*** Opening of Exercise passage ***

The Massachusetts Health Policy Commission has unanimously voted to hold Mass General Brigham accountable for its spending and is requiring the health system to develop and implement a performance improvement plan that will result in cost-saving reforms.
The proposed performance improvement plan must contain specific cost-reducing action steps, savings goals, process and outcome metrics, timetables, and supporting evidence, among other requirements.
MGB has 45 days to file the proposed performance improvement plan with the HPC, request a waiver from the requirement, or request an extension of the filing deadline.
From 2014 to 2019, MGB had a larger, cumulative commercial spending in excess of the benchmark than any other provider, totaling $293 million, the HPC said. MGB’s ongoing cost-control strategies have not reduced its commercial spending growth to below-benchmark rates, the HPC Board said.
MGB is seeking to spend nearly $2.3 billion in Massachusetts on expansions and improvements at two of its hospitals and on the creation of three new ambulatory sites in the communities of Westborough, Westwood, and Woburn, Massachusetts.
“Mass General Brigham has a spending problem,” HPC Chair Dr. Stuart Altman said by statement. “Its spending performance and plan for new expansions at their flagship hospitals and into the Boston suburbs raise significant concerns, as documented by the HPC today.”
The HPC’s analyses found that these expansions would increase commercial healthcare spending by at least $46 million to $90.1 million and translate into higher commercial insurance premiums for Massachusetts residents, families and businesses.
The HPC also said this would impact healthcare access and equity as care shifts to MGB providers from other providers in Massachusetts. Other providers are anticipated to lose $153 million to $261 million in commercial revenue each year. These other providers have fewer financial resources and lower average prices for commercially insured patients and they generally serve larger proportions of MassHealth patients and communities with higher social needs than MGB, HPC said.

*** Close of Exercise passage ***

§ **Work instruction**: In the article above on Mass General Brigham's spending, rewrite the paragraph beginning "The HPC also said this would impact" as a short bulleted list that keeps its main facts.

*** Opening of Extracted information ***

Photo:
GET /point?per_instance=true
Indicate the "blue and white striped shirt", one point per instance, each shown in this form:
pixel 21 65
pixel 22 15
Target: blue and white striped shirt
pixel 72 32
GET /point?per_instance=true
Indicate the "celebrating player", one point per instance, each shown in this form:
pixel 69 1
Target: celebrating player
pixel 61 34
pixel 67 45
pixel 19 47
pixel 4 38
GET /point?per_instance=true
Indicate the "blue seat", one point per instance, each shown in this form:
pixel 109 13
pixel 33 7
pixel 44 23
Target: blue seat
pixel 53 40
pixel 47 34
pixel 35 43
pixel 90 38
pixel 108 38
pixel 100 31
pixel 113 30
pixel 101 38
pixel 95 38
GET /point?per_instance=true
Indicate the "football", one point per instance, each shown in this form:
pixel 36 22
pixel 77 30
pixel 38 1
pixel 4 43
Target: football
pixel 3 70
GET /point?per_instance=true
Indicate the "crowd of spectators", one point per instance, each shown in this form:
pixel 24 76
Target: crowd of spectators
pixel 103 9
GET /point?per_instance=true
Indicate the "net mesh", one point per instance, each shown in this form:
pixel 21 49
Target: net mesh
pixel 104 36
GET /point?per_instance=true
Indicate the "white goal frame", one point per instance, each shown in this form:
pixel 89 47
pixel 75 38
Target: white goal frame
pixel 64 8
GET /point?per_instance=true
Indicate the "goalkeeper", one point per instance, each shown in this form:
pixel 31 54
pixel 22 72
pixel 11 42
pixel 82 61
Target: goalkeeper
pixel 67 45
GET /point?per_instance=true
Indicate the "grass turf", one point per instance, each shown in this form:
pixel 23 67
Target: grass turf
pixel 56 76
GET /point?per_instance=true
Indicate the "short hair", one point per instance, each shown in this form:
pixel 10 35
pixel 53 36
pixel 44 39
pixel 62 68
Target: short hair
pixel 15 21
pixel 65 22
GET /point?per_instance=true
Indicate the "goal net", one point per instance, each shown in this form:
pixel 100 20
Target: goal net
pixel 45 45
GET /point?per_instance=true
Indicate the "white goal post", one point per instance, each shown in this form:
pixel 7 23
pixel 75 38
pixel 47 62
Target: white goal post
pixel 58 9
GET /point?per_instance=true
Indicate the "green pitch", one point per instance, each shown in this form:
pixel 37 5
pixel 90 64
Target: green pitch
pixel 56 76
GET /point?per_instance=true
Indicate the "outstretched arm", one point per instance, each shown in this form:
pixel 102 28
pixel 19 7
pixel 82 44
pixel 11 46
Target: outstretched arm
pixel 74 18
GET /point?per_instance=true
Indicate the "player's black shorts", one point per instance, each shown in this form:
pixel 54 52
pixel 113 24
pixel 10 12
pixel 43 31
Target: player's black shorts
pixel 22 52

*** Close of Extracted information ***
*** Opening of Extracted information ***

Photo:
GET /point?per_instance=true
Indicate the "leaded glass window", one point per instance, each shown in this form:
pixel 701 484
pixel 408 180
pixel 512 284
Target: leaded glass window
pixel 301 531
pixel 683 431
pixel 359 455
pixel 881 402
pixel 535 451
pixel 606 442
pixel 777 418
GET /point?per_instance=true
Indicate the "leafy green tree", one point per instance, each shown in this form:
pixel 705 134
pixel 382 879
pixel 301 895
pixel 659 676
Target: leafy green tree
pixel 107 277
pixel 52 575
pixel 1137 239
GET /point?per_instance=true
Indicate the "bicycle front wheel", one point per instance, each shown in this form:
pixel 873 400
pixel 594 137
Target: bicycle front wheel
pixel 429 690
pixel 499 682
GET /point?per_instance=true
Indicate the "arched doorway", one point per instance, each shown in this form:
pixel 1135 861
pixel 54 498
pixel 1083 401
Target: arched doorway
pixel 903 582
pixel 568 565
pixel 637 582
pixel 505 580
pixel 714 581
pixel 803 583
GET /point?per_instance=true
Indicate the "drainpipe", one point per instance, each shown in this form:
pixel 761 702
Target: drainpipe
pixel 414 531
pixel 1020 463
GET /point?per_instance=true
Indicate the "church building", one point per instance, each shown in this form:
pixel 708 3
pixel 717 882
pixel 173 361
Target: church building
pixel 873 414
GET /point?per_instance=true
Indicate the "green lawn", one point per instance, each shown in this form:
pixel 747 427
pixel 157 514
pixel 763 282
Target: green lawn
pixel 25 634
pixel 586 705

*** Close of Extracted information ***
*** Opening of Extracted information ***

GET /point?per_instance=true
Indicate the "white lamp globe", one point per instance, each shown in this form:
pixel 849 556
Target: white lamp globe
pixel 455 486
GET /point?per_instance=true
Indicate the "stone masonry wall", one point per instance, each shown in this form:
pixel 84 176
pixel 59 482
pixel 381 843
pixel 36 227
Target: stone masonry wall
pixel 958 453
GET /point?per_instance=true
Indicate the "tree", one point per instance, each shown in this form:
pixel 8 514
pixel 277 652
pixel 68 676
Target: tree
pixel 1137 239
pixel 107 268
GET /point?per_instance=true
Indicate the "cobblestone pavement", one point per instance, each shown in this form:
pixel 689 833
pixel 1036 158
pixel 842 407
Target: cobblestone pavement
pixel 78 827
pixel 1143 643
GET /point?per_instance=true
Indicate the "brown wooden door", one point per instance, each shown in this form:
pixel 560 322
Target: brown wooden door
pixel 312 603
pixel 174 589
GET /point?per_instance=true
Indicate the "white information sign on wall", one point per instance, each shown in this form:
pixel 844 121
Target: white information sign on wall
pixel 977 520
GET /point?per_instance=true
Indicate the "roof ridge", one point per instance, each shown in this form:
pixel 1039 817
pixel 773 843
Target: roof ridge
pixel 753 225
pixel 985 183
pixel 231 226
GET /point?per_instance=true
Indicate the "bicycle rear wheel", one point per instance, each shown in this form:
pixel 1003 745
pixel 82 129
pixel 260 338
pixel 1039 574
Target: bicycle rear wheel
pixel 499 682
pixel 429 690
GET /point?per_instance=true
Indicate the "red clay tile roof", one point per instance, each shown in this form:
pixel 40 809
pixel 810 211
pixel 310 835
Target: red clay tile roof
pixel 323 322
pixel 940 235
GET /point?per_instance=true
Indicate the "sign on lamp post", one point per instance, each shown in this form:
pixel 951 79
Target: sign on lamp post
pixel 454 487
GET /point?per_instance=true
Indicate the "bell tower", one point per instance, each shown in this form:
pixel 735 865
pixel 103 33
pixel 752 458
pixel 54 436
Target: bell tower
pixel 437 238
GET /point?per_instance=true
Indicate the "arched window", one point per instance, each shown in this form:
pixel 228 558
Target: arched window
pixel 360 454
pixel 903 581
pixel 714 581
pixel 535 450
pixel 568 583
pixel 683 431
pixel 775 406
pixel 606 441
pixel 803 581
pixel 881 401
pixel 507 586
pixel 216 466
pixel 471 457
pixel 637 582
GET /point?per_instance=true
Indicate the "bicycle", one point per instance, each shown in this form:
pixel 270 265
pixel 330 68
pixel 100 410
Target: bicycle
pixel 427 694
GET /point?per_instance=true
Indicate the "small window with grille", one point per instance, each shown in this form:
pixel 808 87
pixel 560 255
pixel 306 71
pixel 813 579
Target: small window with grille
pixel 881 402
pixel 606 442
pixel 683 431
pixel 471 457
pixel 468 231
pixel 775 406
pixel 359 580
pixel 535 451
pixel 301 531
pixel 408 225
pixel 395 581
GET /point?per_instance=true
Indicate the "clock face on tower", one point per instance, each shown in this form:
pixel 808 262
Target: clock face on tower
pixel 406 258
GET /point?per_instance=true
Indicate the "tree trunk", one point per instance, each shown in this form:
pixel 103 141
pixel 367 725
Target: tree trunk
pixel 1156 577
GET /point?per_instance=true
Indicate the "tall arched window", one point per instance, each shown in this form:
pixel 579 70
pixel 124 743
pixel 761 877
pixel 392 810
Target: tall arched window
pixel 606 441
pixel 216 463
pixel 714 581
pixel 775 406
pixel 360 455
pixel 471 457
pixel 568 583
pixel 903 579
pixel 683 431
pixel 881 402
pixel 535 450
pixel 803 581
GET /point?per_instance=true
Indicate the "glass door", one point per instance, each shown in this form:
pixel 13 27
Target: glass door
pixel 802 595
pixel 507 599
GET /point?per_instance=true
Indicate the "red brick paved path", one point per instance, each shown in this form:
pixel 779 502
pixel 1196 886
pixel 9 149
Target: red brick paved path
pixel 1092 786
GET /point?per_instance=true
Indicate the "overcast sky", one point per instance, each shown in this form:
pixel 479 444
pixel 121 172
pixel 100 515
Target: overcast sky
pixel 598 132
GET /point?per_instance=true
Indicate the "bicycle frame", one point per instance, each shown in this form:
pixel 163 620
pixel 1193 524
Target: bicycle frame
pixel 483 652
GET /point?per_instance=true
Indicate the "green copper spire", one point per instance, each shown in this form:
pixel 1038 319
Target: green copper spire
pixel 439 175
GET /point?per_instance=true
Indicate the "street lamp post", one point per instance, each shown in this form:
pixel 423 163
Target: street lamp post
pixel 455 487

*** Close of Extracted information ***

§ **Exercise answer**:
- The HPC said the expansions would affect healthcare access and equity as care shifts to MGB providers from other Massachusetts providers.
- Those other providers are expected to lose $153 million to $261 million in commercial revenue each year.
- According to the HPC, they have fewer financial resources and lower average prices for commercially insured patients.
- They generally serve larger shares of MassHealth patients and communities with higher social needs than MGB.